+++ Available data
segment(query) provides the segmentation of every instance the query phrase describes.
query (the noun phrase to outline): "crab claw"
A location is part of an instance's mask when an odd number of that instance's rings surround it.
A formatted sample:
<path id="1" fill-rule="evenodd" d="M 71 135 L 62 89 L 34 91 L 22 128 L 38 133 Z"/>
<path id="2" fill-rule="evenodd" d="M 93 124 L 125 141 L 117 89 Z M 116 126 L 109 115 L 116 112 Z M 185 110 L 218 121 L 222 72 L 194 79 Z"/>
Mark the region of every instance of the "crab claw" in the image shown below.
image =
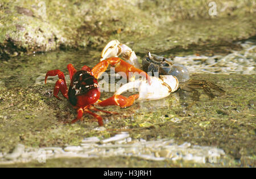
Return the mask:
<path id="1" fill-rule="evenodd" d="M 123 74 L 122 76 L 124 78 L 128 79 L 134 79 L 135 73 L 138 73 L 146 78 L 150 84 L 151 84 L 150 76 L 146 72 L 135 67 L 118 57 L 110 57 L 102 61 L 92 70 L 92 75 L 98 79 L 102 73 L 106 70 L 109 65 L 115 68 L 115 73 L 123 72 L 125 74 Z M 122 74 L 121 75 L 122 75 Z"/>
++++++
+++ Available data
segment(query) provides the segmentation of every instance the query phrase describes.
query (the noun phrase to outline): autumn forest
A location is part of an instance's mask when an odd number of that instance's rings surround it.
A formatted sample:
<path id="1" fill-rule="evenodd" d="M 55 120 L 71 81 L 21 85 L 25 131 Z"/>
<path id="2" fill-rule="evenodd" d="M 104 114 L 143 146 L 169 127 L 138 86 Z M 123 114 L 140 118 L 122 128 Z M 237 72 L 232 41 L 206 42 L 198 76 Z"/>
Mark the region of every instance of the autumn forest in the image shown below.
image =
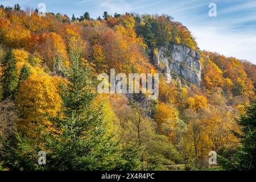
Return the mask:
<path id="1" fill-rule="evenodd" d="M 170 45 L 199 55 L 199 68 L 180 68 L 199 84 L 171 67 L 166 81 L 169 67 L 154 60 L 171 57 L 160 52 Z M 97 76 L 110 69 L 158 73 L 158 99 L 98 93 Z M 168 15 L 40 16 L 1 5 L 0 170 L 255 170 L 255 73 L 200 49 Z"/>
++++++
**Aim of the task**
Show each line of the data above that contains the string "every". Matching is case-sensitive.

**Output of the task**
segment(query) provides the segmentation of every instance the query phrase describes.
Mark the region of every instance of the "crab claw" in the image shown below.
segment(query) provides the segmentation of every instance the query phrase describes.
Mark the region of every instance of the autumn forest in the image shown below.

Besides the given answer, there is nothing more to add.